Data provided -
◇ ◇ ◇

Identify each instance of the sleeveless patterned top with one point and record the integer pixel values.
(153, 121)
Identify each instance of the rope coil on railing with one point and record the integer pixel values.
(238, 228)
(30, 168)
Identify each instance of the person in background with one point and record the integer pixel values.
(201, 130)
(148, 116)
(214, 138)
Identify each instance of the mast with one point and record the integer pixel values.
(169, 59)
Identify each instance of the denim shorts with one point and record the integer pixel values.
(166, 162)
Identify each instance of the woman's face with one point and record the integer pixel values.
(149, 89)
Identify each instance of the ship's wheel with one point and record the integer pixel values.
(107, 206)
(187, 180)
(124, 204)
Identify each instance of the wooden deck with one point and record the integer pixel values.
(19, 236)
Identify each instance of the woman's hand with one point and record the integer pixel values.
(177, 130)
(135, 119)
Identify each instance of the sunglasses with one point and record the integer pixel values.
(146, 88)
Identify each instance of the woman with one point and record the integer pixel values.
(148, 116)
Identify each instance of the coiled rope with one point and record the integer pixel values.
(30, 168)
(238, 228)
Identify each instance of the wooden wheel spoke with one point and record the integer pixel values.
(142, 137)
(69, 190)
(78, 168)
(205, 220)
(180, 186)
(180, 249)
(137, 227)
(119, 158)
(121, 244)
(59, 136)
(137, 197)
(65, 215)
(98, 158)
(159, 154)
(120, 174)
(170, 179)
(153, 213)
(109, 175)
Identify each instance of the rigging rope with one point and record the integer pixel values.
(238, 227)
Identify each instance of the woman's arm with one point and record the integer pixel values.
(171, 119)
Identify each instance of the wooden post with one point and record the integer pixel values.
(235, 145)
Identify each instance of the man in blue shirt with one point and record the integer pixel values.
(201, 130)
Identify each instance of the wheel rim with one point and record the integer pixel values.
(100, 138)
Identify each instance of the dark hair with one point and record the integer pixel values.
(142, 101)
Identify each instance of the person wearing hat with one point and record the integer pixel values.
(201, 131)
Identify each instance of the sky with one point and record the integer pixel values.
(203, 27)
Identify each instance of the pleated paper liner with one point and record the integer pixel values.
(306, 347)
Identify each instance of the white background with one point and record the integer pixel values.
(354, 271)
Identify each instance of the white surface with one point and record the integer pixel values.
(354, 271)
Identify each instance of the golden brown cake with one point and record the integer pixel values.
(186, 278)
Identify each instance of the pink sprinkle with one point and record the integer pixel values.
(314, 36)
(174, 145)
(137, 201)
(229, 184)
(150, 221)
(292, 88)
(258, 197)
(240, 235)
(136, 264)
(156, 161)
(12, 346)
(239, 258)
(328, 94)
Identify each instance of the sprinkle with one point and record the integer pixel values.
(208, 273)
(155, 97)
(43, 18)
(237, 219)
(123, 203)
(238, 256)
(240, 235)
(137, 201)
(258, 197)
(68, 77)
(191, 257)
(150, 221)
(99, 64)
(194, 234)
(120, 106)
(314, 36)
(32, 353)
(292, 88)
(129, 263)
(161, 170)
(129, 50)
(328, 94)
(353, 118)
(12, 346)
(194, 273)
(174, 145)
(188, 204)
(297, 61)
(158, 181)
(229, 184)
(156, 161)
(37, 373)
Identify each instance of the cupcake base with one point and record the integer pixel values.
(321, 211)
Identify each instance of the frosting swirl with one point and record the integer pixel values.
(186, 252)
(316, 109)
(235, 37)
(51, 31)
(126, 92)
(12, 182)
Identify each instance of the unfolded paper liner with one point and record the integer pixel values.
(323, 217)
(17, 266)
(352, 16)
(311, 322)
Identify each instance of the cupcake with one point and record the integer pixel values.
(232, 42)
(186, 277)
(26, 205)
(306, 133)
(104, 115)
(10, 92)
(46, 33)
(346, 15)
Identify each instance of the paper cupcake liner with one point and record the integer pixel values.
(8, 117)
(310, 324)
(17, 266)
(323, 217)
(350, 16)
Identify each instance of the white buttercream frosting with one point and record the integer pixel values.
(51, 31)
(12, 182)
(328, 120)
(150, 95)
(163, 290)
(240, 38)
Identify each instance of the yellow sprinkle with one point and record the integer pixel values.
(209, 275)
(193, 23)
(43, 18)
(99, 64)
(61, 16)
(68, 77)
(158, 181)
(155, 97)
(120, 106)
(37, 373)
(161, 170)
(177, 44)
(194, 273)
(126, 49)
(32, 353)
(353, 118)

◇ ◇ ◇

Reproduce all of the material above word for word, keeping every line in its original order.

Identify each instance of the sleeveless patterned top with one point and record the integer pixel values.
(153, 121)
Identify each instance of the rope coil on railing with one point and record the integer pixel values.
(238, 228)
(30, 168)
Identify each instance of the person in background with one point and record the integer pixel values.
(201, 130)
(148, 116)
(214, 138)
Identify each instance of the mast with one point and record the integer pixel values.
(169, 59)
Identify each instance of the denim shorts with one point and record the integer pixel values.
(166, 162)
Identify each instance of the woman's face with one point and record the integer pixel values.
(149, 89)
Identify each instance of the ship's wheel with one point and record the integer pixel values.
(107, 206)
(187, 180)
(124, 204)
Identify each instance of the wooden deck with one point and record the integer pixel values.
(19, 236)
Identify each instance of the woman's hand with one point and record the integer pixel values.
(177, 130)
(135, 119)
Identify each instance of the sunglasses with one point and record the integer pixel values.
(146, 88)
Identify each instance of the woman with one point and record the integer pixel values.
(148, 116)
Identify each instance of the coiled rope with one point and record the integer pixel values.
(30, 168)
(238, 228)
Identify each instance of the wooden wheel spoke with one point and record the integer pixel values.
(142, 137)
(69, 190)
(78, 168)
(205, 220)
(180, 186)
(180, 249)
(137, 227)
(119, 158)
(121, 244)
(59, 136)
(137, 197)
(65, 215)
(98, 158)
(159, 154)
(120, 174)
(170, 179)
(153, 213)
(109, 175)
Identify each instance of the rigging rope with one point and record the integer pixel values.
(238, 227)
Identify each instance of the woman's arm with one point and record the integer pixel values.
(171, 119)
Identify each instance of the wooden post with one point and record the integer pixel values.
(235, 145)
Identify each instance of the man in blue shirt with one point and record the integer pixel values.
(201, 130)
Identify each instance of the wheel rim with one point and record the integer pixel values.
(100, 138)
Identify each instance of the dark hair with one point and record the integer pixel values.
(142, 101)
Identify each instance of the person wearing hat with one point and record the integer pixel values.
(201, 131)
Identify each instance of the sky with one point and record the integer pixel values.
(203, 27)
Identify each instance of the pleated paper liner with one point and record the integer pixel values.
(306, 347)
Identify each instance of the white background with one point and record the integer pixel values.
(354, 271)
Identify each instance of the white surface with one point and record the integer pixel values.
(354, 271)
Identify each instance of the golden brown cake with one point and record the integer pixel values.
(186, 278)
Identify each instance of the pink sprinkle with one point and record the integer pixel values.
(314, 36)
(174, 145)
(137, 201)
(229, 184)
(150, 221)
(292, 88)
(258, 197)
(240, 235)
(136, 264)
(156, 161)
(12, 346)
(239, 258)
(328, 94)
Identify each instance of the sprinkle with one point and record the integer pixel values.
(208, 273)
(155, 97)
(43, 18)
(237, 219)
(123, 203)
(238, 256)
(240, 235)
(137, 201)
(258, 197)
(68, 77)
(191, 257)
(150, 221)
(99, 64)
(194, 234)
(120, 106)
(314, 36)
(32, 353)
(292, 88)
(129, 263)
(161, 170)
(129, 50)
(328, 94)
(353, 118)
(12, 346)
(194, 273)
(174, 145)
(188, 204)
(297, 61)
(158, 181)
(229, 184)
(156, 161)
(37, 373)
Identify each instance of the cupcake base with one point and record the integer pixel values.
(321, 211)
Identify each instance of the frosting swirl with one point and record the integer pixel values.
(186, 252)
(316, 109)
(235, 37)
(51, 31)
(126, 92)
(12, 182)
Identify each instance of the unfolded paper liner with one point and record the integer pixel values.
(323, 217)
(17, 266)
(352, 16)
(311, 322)
Identify each instance of the cupcake with one point and record the integer pixel values.
(232, 42)
(186, 277)
(26, 205)
(306, 133)
(104, 115)
(10, 92)
(46, 33)
(346, 15)
Identify each instance of the paper cupcake liner with one point and record the integer pixel values.
(8, 117)
(310, 324)
(17, 266)
(323, 217)
(350, 16)
Identify each instance of the white buttercream frosting with one point and record the integer pixel values.
(51, 31)
(12, 182)
(328, 120)
(150, 95)
(163, 290)
(240, 38)
Identify each instance of the yellow sprinkle with one point and record the integer pixel values.
(209, 275)
(193, 23)
(43, 18)
(99, 64)
(61, 16)
(68, 77)
(158, 181)
(155, 97)
(120, 106)
(37, 373)
(161, 170)
(177, 44)
(194, 273)
(126, 49)
(32, 353)
(353, 118)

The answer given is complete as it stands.